§ **EXERCISE BRIEF**
Each entry below must be repeated exactly. Leave the pictures out of it.

Image point grounding data
────────────────────────────────────────

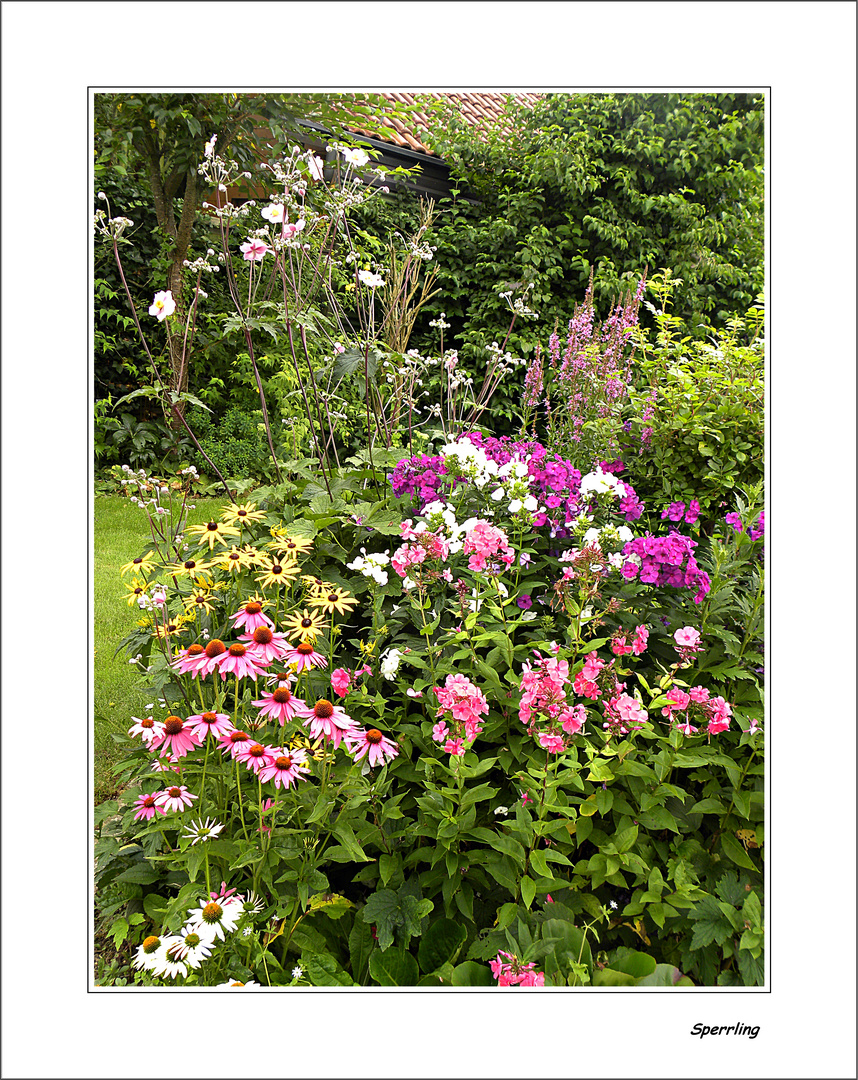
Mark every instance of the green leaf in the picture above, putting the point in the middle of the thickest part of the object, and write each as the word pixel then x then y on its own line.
pixel 735 851
pixel 471 973
pixel 441 944
pixel 393 968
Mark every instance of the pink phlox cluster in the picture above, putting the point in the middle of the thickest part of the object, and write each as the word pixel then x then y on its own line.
pixel 586 684
pixel 464 703
pixel 625 714
pixel 696 704
pixel 487 544
pixel 665 561
pixel 512 972
pixel 423 544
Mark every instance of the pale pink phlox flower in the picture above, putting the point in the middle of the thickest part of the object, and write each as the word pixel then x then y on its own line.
pixel 175 798
pixel 371 743
pixel 253 250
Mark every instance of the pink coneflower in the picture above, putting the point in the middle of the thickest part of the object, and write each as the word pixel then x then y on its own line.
pixel 213 650
pixel 175 738
pixel 233 742
pixel 146 808
pixel 147 728
pixel 305 656
pixel 265 645
pixel 251 617
pixel 372 743
pixel 255 756
pixel 237 660
pixel 175 798
pixel 280 704
pixel 324 718
pixel 202 724
pixel 190 659
pixel 285 769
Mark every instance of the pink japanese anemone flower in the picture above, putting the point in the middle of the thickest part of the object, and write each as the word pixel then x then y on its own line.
pixel 265 645
pixel 251 617
pixel 175 738
pixel 285 769
pixel 280 704
pixel 371 743
pixel 217 724
pixel 240 662
pixel 324 718
pixel 304 656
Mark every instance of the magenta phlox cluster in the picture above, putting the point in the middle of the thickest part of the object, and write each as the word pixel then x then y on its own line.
pixel 423 476
pixel 464 703
pixel 512 972
pixel 678 512
pixel 665 561
pixel 695 711
pixel 620 646
pixel 487 548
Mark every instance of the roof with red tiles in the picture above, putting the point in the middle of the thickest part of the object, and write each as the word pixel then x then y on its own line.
pixel 476 108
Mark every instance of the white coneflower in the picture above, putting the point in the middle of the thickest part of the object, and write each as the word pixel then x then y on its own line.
pixel 218 918
pixel 202 831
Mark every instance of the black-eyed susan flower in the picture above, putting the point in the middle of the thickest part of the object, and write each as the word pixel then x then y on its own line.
pixel 213 532
pixel 306 625
pixel 135 591
pixel 289 547
pixel 236 559
pixel 333 599
pixel 277 574
pixel 144 564
pixel 242 514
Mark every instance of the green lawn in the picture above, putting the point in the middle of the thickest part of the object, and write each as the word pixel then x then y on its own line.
pixel 121 534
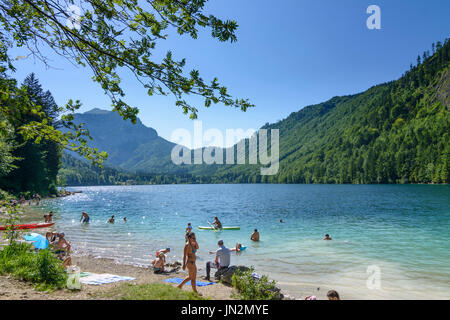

────────────────────────────────────────

§ **SOLUTION**
Mark every instance of the green leaf in the picture above, putting the point in the middle of the thickest part of the object, and write each as the word pixel then x then y on its own line.
pixel 735 851
pixel 471 973
pixel 441 944
pixel 393 968
Mark every instance of the pink phlox cluster in the picture above, putting the point in the middle of the thickest part of the object, and write each as the word pixel then x then y on its own line.
pixel 586 684
pixel 464 703
pixel 625 714
pixel 696 704
pixel 487 544
pixel 665 561
pixel 512 972
pixel 423 544
Mark every instance of the pale pink phlox flower in the picture above, putting the point in the middle of the thickest part of the object, and write each as the word pixel then x then y on its own line.
pixel 175 798
pixel 371 743
pixel 253 250
Mark every instance of the pink coneflower in the picture above, putting the point in the middle of the thickest part of the object, and write each as the word pixel then x then y on its own line.
pixel 213 650
pixel 175 738
pixel 233 742
pixel 146 808
pixel 147 728
pixel 305 656
pixel 265 645
pixel 251 617
pixel 372 743
pixel 255 756
pixel 237 660
pixel 175 798
pixel 280 704
pixel 324 718
pixel 202 724
pixel 190 659
pixel 285 769
Mark every instance of the pink japanese anemone flower in the picture above, putting the point in the middle of the thickest part of the object, and write each as the word pixel then x then y on its own line.
pixel 265 645
pixel 251 617
pixel 175 738
pixel 285 769
pixel 280 704
pixel 371 743
pixel 217 724
pixel 240 662
pixel 324 718
pixel 304 656
Mark every instance of the magenta phlox cluster in the picture above, putting the point in the middle of the thickest part of the object, and write each as the word pixel then x then y on its own line.
pixel 423 476
pixel 464 703
pixel 512 972
pixel 678 512
pixel 665 561
pixel 695 711
pixel 620 646
pixel 487 548
Mark every instance of the roof with red tiles in the picture above, putting the point in the middle of the thickest part of the object, and write each as the word pixel then x then y on its own line.
pixel 476 108
Mark every instance of the white coneflower in the picture above, putting the point in the middle of the thickest part of the object, and write each as the word pixel then x then y on its own line.
pixel 218 918
pixel 202 831
Mark every instance of the black-eyed susan flower in the picture above, putting the point in the middle of the thickest part of the object, and write each as the word pixel then x then y on its own line.
pixel 213 532
pixel 306 625
pixel 135 591
pixel 289 547
pixel 236 559
pixel 333 599
pixel 277 574
pixel 144 564
pixel 242 514
Mark every instance of the green lawn in the picture above, putting the point in the middle of the thickest part of the object, and write each as the word pixel then x then y on its own line.
pixel 121 534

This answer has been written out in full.